━━━━━ ENTRIES PROVIDED
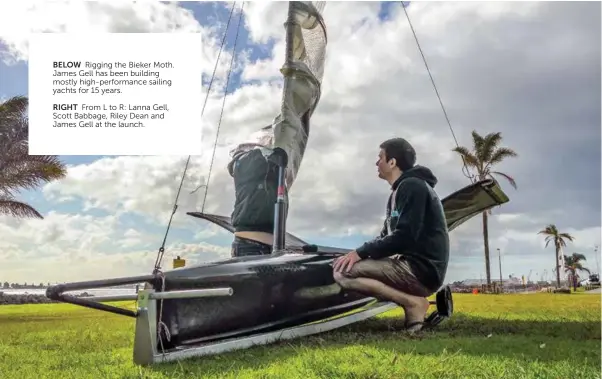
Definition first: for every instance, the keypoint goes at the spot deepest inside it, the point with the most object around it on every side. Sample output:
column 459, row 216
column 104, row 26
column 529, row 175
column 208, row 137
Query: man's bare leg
column 415, row 307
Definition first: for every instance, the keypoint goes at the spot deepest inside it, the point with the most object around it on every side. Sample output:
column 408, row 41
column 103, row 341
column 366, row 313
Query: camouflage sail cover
column 302, row 70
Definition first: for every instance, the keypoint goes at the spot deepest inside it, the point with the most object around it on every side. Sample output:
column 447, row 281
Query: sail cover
column 302, row 70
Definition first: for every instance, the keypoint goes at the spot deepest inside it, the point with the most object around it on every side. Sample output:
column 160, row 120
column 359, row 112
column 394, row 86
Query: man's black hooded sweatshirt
column 418, row 229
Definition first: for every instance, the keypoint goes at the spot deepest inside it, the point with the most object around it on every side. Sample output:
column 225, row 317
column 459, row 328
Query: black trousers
column 243, row 247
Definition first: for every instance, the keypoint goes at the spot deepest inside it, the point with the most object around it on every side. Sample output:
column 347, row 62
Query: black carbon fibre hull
column 269, row 293
column 273, row 292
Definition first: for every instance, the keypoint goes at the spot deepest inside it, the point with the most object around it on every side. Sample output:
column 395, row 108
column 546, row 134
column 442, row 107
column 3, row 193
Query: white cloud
column 520, row 68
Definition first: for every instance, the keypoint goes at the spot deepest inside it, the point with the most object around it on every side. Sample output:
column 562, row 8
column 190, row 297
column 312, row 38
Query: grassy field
column 490, row 336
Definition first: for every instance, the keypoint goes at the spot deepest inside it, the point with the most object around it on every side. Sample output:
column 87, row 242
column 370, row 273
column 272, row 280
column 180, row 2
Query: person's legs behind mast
column 256, row 186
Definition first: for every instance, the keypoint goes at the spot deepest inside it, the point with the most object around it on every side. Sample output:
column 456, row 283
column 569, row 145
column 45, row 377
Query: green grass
column 489, row 336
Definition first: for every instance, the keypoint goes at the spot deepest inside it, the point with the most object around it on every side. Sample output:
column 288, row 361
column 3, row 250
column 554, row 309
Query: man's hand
column 346, row 262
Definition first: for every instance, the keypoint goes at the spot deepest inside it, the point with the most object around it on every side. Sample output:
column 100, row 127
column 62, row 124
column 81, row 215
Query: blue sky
column 14, row 81
column 475, row 65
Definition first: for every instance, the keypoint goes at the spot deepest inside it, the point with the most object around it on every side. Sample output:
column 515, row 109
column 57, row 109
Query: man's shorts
column 243, row 247
column 394, row 272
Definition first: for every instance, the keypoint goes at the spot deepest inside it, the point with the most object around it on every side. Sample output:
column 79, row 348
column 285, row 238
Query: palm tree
column 553, row 235
column 485, row 154
column 572, row 264
column 18, row 169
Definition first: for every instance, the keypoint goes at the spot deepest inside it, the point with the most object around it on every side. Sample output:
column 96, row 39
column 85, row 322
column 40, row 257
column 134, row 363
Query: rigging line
column 223, row 105
column 467, row 171
column 175, row 207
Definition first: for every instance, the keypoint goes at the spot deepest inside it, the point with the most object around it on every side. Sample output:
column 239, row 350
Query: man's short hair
column 401, row 150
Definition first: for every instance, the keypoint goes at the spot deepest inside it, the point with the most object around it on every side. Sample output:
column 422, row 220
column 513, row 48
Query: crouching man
column 408, row 261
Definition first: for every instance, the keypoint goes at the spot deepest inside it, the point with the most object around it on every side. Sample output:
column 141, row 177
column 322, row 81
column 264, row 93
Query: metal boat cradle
column 236, row 303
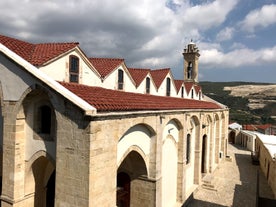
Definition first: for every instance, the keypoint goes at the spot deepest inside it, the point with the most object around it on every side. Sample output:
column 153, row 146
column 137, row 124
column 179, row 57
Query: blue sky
column 236, row 38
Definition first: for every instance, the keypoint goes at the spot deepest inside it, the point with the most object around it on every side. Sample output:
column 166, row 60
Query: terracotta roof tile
column 105, row 65
column 188, row 86
column 21, row 48
column 159, row 75
column 264, row 126
column 178, row 84
column 138, row 74
column 197, row 88
column 47, row 51
column 111, row 100
column 36, row 54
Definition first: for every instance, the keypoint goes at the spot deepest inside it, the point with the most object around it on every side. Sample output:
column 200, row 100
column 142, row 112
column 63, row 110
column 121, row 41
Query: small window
column 147, row 85
column 188, row 148
column 74, row 69
column 182, row 92
column 168, row 87
column 45, row 119
column 120, row 79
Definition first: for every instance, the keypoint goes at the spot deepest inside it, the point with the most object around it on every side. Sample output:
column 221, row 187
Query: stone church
column 85, row 131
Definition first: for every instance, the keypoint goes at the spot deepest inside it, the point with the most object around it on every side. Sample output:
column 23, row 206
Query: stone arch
column 224, row 138
column 134, row 149
column 40, row 179
column 1, row 137
column 132, row 179
column 217, row 137
column 142, row 138
column 174, row 131
column 169, row 171
column 204, row 154
column 196, row 143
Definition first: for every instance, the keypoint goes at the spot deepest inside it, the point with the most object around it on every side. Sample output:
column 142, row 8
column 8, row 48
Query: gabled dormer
column 61, row 61
column 164, row 82
column 143, row 80
column 114, row 74
column 180, row 88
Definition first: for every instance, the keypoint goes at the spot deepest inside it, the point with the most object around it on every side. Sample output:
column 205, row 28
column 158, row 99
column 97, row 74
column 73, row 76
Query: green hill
column 239, row 105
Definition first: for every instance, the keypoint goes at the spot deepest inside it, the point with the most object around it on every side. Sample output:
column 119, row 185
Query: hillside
column 248, row 102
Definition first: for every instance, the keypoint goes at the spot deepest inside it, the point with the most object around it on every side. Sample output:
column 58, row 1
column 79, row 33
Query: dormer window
column 168, row 87
column 45, row 118
column 147, row 85
column 120, row 79
column 74, row 69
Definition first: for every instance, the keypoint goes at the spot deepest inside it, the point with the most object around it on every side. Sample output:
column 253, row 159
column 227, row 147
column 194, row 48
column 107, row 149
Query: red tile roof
column 111, row 100
column 249, row 127
column 21, row 48
column 105, row 66
column 138, row 74
column 48, row 51
column 36, row 54
column 188, row 86
column 253, row 127
column 159, row 75
column 197, row 88
column 264, row 126
column 178, row 84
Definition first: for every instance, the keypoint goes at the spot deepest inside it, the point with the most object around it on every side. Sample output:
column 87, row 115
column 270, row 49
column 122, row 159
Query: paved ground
column 234, row 183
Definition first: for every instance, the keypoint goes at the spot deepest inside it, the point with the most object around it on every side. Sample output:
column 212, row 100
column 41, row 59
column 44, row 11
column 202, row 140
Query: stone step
column 209, row 183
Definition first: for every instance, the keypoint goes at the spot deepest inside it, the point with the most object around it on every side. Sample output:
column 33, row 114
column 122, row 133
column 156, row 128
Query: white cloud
column 225, row 34
column 237, row 58
column 209, row 14
column 262, row 17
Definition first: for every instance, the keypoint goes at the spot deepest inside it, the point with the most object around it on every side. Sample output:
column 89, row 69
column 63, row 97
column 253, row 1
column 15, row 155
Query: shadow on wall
column 245, row 194
column 200, row 203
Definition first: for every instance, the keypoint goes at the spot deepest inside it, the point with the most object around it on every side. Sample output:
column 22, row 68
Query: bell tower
column 191, row 56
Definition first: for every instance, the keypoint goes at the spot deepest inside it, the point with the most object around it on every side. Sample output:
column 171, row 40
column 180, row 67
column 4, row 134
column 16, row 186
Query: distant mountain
column 249, row 102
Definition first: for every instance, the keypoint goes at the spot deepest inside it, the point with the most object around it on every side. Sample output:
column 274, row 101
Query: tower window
column 182, row 92
column 188, row 148
column 120, row 79
column 45, row 119
column 168, row 87
column 148, row 85
column 190, row 70
column 74, row 69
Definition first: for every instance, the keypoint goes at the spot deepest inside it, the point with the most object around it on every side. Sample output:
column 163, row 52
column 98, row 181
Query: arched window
column 148, row 85
column 120, row 79
column 74, row 69
column 45, row 119
column 190, row 70
column 168, row 87
column 188, row 148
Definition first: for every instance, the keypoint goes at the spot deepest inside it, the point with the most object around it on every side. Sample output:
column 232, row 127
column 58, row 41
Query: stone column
column 13, row 157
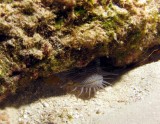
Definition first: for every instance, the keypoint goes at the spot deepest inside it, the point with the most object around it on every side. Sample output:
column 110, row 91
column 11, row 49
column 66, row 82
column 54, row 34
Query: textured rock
column 42, row 37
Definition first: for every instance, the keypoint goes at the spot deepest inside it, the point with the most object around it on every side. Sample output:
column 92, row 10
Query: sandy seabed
column 133, row 99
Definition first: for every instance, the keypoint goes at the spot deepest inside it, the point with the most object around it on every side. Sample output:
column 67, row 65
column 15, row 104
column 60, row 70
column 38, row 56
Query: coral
column 42, row 37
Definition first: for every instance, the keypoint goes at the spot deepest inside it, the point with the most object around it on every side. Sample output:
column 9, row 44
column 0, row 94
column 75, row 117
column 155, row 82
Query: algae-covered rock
column 42, row 37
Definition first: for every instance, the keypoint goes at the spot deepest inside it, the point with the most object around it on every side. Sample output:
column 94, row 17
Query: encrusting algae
column 42, row 37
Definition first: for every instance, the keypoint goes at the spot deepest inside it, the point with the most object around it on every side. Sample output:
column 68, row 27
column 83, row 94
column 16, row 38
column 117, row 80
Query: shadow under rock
column 35, row 91
column 49, row 87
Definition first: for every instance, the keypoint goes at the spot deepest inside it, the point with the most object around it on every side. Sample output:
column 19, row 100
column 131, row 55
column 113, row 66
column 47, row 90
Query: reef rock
column 42, row 37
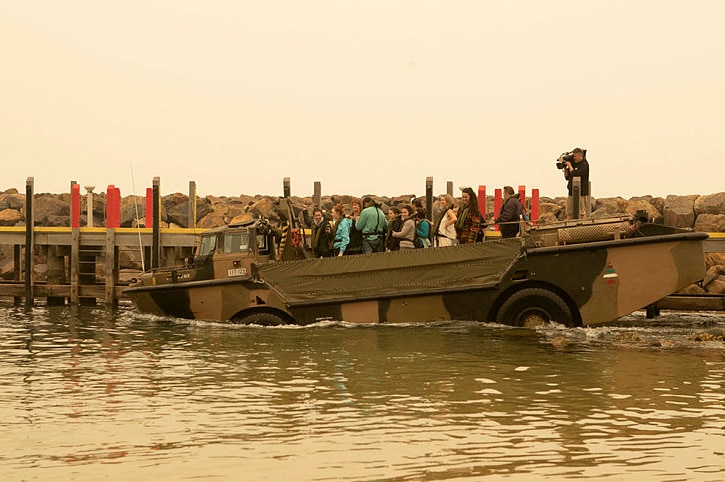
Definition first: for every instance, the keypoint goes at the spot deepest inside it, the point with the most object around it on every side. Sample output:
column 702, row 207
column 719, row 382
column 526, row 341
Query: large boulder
column 10, row 199
column 211, row 220
column 679, row 211
column 179, row 213
column 10, row 217
column 710, row 223
column 132, row 209
column 51, row 210
column 637, row 205
column 710, row 204
column 606, row 207
column 264, row 207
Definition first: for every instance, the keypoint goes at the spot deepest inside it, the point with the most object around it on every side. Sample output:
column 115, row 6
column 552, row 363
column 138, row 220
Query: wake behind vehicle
column 583, row 272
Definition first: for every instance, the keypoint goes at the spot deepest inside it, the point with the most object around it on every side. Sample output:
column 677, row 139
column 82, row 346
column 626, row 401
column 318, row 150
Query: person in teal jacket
column 342, row 230
column 373, row 225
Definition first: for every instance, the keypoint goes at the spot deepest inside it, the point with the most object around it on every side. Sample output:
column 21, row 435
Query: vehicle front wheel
column 532, row 307
column 262, row 318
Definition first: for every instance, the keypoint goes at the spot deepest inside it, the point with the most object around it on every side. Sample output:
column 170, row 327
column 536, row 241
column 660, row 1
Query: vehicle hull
column 586, row 283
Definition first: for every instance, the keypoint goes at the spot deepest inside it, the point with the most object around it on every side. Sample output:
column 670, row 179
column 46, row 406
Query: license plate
column 237, row 272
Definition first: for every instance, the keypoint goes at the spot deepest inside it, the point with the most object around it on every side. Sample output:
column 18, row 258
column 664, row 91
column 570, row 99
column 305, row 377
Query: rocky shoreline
column 697, row 212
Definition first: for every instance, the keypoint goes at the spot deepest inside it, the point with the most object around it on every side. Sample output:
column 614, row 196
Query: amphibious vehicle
column 582, row 272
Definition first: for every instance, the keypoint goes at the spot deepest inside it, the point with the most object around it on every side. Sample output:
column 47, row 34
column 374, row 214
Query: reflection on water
column 89, row 393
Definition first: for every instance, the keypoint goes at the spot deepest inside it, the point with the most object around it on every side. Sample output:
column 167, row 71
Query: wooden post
column 156, row 231
column 110, row 269
column 482, row 201
column 56, row 274
column 588, row 210
column 17, row 268
column 497, row 202
column 149, row 213
column 29, row 242
column 75, row 265
column 192, row 204
column 429, row 196
column 75, row 205
column 317, row 195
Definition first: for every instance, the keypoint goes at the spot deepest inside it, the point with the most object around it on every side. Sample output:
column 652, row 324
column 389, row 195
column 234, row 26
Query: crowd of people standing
column 367, row 229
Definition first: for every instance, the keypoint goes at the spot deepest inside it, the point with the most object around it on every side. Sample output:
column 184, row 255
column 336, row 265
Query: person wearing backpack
column 444, row 230
column 508, row 217
column 407, row 231
column 423, row 231
column 372, row 224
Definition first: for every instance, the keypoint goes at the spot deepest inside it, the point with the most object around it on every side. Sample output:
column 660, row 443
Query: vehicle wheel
column 532, row 307
column 262, row 318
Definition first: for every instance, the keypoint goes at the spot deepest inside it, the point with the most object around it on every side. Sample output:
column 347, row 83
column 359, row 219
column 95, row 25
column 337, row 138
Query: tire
column 532, row 307
column 261, row 318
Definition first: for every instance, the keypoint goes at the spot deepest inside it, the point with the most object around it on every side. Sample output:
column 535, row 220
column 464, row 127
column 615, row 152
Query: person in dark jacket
column 372, row 224
column 321, row 242
column 356, row 236
column 470, row 223
column 508, row 217
column 579, row 168
column 395, row 223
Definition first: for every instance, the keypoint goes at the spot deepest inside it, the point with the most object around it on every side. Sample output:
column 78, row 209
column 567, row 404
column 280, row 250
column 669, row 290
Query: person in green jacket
column 372, row 224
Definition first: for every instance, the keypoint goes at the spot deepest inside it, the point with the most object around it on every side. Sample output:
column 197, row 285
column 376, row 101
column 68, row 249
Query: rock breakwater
column 697, row 212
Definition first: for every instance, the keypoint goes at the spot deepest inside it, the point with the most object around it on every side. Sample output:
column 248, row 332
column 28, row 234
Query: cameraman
column 575, row 165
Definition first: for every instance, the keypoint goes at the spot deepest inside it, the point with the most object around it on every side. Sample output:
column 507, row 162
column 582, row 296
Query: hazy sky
column 366, row 97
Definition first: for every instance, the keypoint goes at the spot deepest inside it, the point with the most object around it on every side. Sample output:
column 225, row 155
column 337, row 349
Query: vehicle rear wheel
column 262, row 318
column 532, row 307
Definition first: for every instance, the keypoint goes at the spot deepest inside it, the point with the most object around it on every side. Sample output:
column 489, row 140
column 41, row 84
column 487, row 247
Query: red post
column 109, row 206
column 522, row 195
column 116, row 207
column 534, row 206
column 482, row 200
column 75, row 206
column 497, row 202
column 149, row 215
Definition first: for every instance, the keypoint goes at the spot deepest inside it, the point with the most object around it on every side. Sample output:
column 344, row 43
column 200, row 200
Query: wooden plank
column 111, row 272
column 75, row 266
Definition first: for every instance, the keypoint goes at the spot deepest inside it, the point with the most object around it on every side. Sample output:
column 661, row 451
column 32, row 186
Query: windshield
column 236, row 242
column 208, row 243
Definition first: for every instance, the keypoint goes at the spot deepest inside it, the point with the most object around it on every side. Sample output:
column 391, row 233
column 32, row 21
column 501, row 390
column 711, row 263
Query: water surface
column 96, row 394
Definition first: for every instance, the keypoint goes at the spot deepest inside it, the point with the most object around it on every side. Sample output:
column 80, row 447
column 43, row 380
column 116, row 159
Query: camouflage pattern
column 552, row 273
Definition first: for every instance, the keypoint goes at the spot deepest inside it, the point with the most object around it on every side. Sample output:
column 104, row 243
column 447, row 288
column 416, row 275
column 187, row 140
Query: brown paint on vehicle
column 588, row 282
━━━━━━━━━━
**TO DO:** Copy the records above exactly, from the first line through the line containing "column 208, row 137", and leave out the pictures.

**EXPECTED OUTPUT:**
Definition first: for every instance, the keypoint goes at the spot deepest inside it, the point with the most object around it on every side. Sample output:
column 459, row 216
column 104, row 26
column 529, row 175
column 208, row 137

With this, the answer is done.